● **PETUNJUK LATIHAN**:
1: Jawab pertanyaan berikut berdasarkan teks tentang olahan singkong, masing-masing satu baris:
(a) Di pedukuhan mana ibu-ibu itu membuat makanan dari tepung ketela?
(b) Pada tahun berapa ide pengolahan mocaf berawal?
(c) Pada tahun berapa pengolahan mocaf mulai berjalan stabil?
2: Teruskan teks tentang olahan singkong ini, mulai dari sesudah kalimat terakhirnya.

● **KUTIPAN TEKS**:
——

PLAYEN-SELASA PON | Singkong atau ketela identik sebagai salah satu bahan pangan khas Kabupaten Gunungkidul. Singkong pun sudah biasa diolah jadi nasi Tiwul, ternyata pengolahan singkong bisa dikembangkan ke berbagai produk yang lebih luas lagi.
Seperti yang dilakukan ibu-ibu di Pedukuhan Siyono Wetan, Kalurahan Logandeng, Kapanewon Playen ini, mereka membuat berbagai jenis makanan berbahan dasar tepung ketela atau Mocaf (Modified Cassava Flour).
Suti Rahayu, Kelompok Wanita Tani (KWT) Puji 21 mengatakan, ide pengolahan mocaf berawal pada tahun 2012 silam. Namun, pengolahan baru benar-benar berjalan stabil pada tahun 2015.
“Beberapa kali gagal terus, mulai dari pengolahan bahan sampai pembuatan produknya,” katanya.

——

● **Data penunjukan ekspresi rujukan**:
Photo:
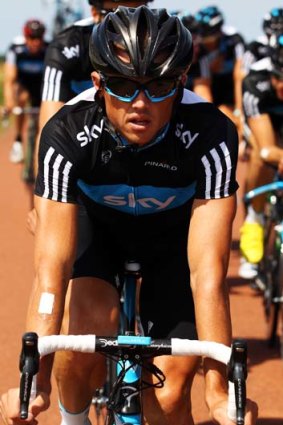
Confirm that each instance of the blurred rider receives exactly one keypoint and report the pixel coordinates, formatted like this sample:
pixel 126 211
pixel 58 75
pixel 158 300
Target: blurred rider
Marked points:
pixel 23 71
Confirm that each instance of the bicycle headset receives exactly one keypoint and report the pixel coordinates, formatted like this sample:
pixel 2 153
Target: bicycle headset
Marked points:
pixel 156 43
pixel 34 28
pixel 100 3
pixel 210 19
pixel 273 22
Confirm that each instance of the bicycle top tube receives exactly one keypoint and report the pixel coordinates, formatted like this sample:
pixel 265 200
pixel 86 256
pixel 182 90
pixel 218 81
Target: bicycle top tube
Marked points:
pixel 277 185
pixel 30 110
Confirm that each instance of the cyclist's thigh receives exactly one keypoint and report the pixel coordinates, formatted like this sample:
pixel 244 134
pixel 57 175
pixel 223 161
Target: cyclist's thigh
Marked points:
pixel 92 298
pixel 167 310
pixel 166 302
pixel 21 94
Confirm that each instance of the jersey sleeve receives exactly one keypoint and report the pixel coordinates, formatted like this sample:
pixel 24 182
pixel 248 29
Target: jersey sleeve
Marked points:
pixel 62 58
pixel 216 169
pixel 57 174
pixel 10 57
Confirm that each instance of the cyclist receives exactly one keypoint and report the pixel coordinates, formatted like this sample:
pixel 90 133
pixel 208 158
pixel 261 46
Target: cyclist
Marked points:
pixel 199 69
pixel 143 154
pixel 23 72
pixel 263 105
pixel 67 66
pixel 224 48
pixel 260 48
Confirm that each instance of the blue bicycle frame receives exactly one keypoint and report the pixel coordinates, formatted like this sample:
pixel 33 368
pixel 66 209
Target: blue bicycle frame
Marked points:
pixel 130 411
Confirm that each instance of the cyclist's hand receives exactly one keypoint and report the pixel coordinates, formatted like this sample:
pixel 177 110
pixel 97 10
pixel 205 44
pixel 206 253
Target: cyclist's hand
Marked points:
pixel 219 413
pixel 31 221
pixel 10 408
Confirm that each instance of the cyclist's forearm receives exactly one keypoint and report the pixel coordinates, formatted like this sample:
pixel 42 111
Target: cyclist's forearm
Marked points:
pixel 214 323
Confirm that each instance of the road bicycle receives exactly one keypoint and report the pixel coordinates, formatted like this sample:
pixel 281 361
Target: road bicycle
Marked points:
pixel 131 351
pixel 270 270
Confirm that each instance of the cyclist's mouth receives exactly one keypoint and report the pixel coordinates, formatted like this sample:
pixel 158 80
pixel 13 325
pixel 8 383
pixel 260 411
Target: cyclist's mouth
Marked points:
pixel 139 123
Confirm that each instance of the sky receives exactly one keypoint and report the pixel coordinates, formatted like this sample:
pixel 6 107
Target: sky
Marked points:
pixel 245 15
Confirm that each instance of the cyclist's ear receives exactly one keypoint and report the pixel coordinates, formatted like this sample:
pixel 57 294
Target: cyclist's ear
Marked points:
pixel 96 80
pixel 184 78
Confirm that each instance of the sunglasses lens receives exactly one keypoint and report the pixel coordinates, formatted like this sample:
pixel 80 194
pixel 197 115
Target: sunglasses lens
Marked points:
pixel 160 87
pixel 121 87
pixel 126 90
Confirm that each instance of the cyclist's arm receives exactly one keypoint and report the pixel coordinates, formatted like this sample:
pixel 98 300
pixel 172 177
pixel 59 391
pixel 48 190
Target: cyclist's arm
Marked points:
pixel 10 78
pixel 208 254
pixel 55 242
pixel 47 109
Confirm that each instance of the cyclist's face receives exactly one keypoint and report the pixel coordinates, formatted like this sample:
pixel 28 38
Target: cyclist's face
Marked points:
pixel 139 120
pixel 277 83
pixel 34 44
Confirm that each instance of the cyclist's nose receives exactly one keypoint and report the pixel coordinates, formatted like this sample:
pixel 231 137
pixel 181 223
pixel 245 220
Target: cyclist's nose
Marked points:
pixel 141 100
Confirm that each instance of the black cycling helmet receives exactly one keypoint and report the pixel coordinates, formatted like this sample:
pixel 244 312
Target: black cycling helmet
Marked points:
pixel 34 28
pixel 273 22
pixel 277 54
pixel 210 20
pixel 156 43
pixel 190 22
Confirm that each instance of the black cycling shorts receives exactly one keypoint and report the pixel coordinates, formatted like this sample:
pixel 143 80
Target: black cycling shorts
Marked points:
pixel 166 303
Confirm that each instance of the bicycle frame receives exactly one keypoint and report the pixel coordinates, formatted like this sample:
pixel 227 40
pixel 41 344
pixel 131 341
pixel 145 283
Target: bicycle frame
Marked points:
pixel 130 411
pixel 270 276
pixel 234 357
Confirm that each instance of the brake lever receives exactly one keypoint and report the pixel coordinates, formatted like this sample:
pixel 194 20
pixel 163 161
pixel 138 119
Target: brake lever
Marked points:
pixel 29 366
pixel 237 373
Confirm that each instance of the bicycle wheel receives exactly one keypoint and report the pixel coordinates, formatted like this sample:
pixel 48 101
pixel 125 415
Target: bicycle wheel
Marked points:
pixel 271 265
pixel 278 300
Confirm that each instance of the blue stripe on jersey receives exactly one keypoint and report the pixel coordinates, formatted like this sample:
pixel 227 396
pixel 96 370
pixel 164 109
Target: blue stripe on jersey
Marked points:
pixel 80 86
pixel 138 200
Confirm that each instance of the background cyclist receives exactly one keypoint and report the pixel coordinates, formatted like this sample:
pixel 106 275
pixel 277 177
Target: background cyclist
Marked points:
pixel 263 105
pixel 224 48
pixel 23 72
pixel 102 149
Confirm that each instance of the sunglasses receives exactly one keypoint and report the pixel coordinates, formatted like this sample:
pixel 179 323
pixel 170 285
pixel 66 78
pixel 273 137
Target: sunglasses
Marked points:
pixel 277 74
pixel 127 90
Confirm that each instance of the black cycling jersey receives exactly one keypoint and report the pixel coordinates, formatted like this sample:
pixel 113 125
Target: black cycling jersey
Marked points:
pixel 193 157
pixel 29 67
pixel 259 96
pixel 138 200
pixel 67 64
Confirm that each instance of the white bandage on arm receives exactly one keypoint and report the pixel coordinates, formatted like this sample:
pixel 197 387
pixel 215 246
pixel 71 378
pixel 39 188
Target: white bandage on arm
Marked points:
pixel 46 303
pixel 264 153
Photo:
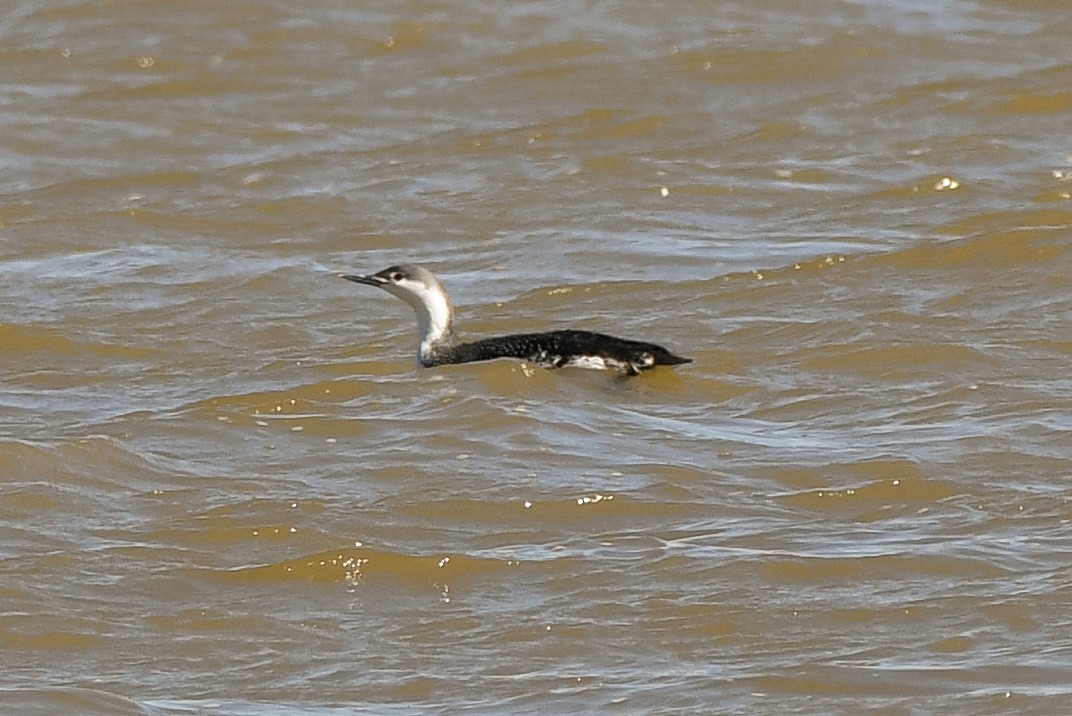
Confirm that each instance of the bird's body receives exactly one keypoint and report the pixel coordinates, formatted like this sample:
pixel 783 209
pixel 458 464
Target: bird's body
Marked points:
pixel 438 345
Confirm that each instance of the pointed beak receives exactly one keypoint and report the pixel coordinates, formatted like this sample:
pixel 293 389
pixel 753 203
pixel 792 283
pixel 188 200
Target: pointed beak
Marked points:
pixel 367 280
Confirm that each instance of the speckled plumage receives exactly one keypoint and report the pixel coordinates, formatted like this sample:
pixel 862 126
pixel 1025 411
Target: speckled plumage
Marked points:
pixel 420 288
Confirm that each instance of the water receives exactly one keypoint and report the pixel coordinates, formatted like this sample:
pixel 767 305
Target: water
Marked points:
pixel 227 490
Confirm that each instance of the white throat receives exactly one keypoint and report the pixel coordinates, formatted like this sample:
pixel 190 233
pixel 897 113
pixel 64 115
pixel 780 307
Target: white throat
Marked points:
pixel 434 314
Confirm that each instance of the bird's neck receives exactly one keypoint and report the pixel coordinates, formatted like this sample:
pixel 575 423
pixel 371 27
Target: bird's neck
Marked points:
pixel 434 326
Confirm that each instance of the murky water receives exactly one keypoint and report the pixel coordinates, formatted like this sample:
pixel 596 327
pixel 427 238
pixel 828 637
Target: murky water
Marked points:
pixel 227 490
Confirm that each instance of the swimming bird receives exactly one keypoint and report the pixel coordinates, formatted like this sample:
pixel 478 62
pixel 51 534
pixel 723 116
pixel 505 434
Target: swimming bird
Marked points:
pixel 438 344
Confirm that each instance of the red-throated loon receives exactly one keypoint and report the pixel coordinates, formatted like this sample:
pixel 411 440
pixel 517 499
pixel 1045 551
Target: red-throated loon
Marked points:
pixel 419 287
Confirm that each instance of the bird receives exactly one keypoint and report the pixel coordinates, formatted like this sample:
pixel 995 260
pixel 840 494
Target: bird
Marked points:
pixel 438 344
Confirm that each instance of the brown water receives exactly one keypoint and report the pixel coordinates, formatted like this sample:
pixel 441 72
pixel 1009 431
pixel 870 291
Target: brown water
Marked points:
pixel 227 490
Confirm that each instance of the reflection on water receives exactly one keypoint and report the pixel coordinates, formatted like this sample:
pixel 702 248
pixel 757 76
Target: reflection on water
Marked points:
pixel 854 217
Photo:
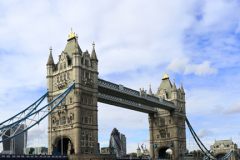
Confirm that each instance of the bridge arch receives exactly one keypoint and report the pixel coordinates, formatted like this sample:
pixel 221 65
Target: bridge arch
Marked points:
pixel 162 154
pixel 57 143
pixel 220 154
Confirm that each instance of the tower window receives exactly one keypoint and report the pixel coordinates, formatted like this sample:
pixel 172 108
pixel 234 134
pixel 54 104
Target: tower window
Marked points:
pixel 68 75
pixel 87 62
pixel 168 135
pixel 163 135
pixel 69 121
pixel 87 75
pixel 86 120
pixel 162 122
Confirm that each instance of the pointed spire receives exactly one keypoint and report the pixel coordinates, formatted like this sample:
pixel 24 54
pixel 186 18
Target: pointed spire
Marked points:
pixel 182 90
pixel 165 76
pixel 174 88
pixel 138 146
pixel 77 48
pixel 72 34
pixel 50 58
pixel 93 54
pixel 150 90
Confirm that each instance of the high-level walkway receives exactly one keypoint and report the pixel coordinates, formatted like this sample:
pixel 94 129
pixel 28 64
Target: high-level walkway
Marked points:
pixel 118 95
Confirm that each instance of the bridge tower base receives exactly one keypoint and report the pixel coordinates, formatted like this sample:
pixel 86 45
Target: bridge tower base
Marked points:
pixel 167 128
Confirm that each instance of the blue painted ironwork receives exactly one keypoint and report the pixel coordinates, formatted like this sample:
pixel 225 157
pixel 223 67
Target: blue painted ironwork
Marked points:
pixel 155 145
pixel 126 102
pixel 137 94
pixel 64 94
pixel 206 157
pixel 24 109
pixel 33 156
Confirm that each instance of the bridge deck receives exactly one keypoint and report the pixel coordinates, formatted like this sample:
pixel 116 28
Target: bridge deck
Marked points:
pixel 119 95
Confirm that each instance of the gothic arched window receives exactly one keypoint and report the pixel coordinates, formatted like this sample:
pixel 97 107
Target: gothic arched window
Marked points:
pixel 162 122
pixel 68 75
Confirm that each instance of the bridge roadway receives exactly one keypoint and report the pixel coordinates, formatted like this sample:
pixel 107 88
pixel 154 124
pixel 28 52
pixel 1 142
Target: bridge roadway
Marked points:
pixel 118 95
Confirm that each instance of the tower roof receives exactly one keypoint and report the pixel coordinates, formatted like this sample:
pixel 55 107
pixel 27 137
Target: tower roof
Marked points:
pixel 182 90
pixel 50 58
pixel 93 54
pixel 72 35
pixel 115 132
pixel 71 43
pixel 166 85
pixel 150 90
pixel 165 76
pixel 174 88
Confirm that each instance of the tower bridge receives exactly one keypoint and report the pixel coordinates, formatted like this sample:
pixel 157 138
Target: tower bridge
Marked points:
pixel 166 108
pixel 74 89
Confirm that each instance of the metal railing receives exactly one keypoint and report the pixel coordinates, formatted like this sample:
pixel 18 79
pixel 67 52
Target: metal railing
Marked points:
pixel 121 88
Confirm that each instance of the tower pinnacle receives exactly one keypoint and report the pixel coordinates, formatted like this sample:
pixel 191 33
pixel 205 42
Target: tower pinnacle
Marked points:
pixel 150 90
pixel 93 54
pixel 165 76
pixel 71 35
pixel 50 58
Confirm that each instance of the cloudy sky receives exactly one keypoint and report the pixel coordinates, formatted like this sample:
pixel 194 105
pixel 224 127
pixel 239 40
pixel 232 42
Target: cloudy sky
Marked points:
pixel 194 41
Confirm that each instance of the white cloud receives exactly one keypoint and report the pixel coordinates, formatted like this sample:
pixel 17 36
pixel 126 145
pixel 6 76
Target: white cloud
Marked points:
pixel 134 47
pixel 182 66
pixel 178 65
pixel 235 109
pixel 200 69
pixel 203 133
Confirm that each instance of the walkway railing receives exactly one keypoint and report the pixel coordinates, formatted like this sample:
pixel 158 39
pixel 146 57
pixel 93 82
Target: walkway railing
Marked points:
pixel 126 102
pixel 138 94
pixel 32 156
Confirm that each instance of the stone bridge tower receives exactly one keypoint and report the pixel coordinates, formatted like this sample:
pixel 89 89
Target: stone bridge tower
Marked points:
pixel 167 128
pixel 74 123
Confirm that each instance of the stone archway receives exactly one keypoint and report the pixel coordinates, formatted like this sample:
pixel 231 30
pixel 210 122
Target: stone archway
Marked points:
pixel 63 144
pixel 220 155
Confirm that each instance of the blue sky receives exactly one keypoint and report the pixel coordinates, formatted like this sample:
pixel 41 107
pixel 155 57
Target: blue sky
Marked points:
pixel 194 41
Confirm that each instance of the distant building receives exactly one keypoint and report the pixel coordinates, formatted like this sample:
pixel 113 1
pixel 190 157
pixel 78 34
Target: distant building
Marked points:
pixel 107 150
pixel 124 144
pixel 222 147
pixel 15 145
pixel 118 141
pixel 37 150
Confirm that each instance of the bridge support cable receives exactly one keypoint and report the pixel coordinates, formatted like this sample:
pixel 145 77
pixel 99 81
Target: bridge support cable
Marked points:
pixel 31 108
pixel 28 108
pixel 198 141
pixel 206 157
pixel 203 148
pixel 34 114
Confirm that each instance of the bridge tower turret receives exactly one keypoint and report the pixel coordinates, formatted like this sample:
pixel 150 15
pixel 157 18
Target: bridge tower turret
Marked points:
pixel 73 125
pixel 167 128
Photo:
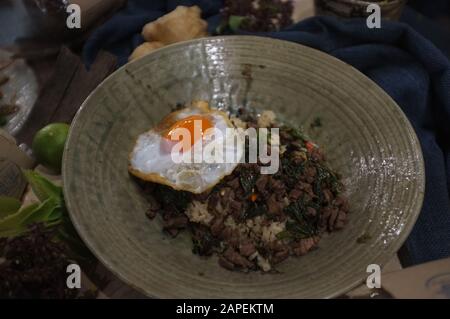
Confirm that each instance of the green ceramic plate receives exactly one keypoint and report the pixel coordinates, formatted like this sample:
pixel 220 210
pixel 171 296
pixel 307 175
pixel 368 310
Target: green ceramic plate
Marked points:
pixel 365 135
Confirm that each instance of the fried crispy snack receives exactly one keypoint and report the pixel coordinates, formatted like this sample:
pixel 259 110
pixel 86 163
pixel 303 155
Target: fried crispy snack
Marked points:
pixel 145 48
pixel 184 23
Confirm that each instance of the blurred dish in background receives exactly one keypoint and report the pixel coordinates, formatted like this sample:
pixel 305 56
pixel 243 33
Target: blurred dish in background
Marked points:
pixel 42 27
pixel 18 92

——

● **JAWABAN TIAP SOAL**:
1:
(a) Pedukuhan Siyono Wetan
(b) 2012
(c) 2015

2:
Ia mengatakan, kegagalan terjadi karena awalnya semua dikerjakan secara manual. Apalagi saat itu para ibu dalam KWT tersebut belum memahami sepenuhnya bagaimana cara mengolah mocaf yang benar. Tak putus asa, mereka pun mengikuti berbagai pelatihan hingga meminta bantuan ke sejumlah instansi terkait. Hasilnya, berbagai dukungan pun diberikan.
Menurutnya, dari yang awalnya mengolah hanya dengan tangan, kini pengolahan banyak dengan mesin. Selain prosesnya jadi lebih cepat, seluruh bahan pun bisa terpakai.
“Awalnya banyak yang terbuang sampai basi. Akhirnya terus dicoba mencari cara yang efisien serta bisa lebih tahan lama,” ujarnya.
Adapun produk unggulan dari KWT Puji 21 adalah beras dan mi berbahan mocaf. Beras dibuat dengan campuran tepung jagung, sedangkan mi dengan tepung terigu. Namun proses yang dilewati hampir sama persis. Ratusan kilo singkong yang dibeli dari petani difermentasi, dicuci, dan digiling hingga jadi tepung. Barulah dari tepung tersebut diolah menjadi berbagai bentuk makanan.
Kemudian bahan itu diolah, dikukus, dan dijemut hingga kering. Produk mi menghabiskan waktu 2 hari hingga kering, sedangkan beras mocaf cukup dikeringkan selama seharian.
“Berasnya kami buat 7 varian, kalau mi sampai 12 varian rasa dengan pewarna alami,” jelas Suti.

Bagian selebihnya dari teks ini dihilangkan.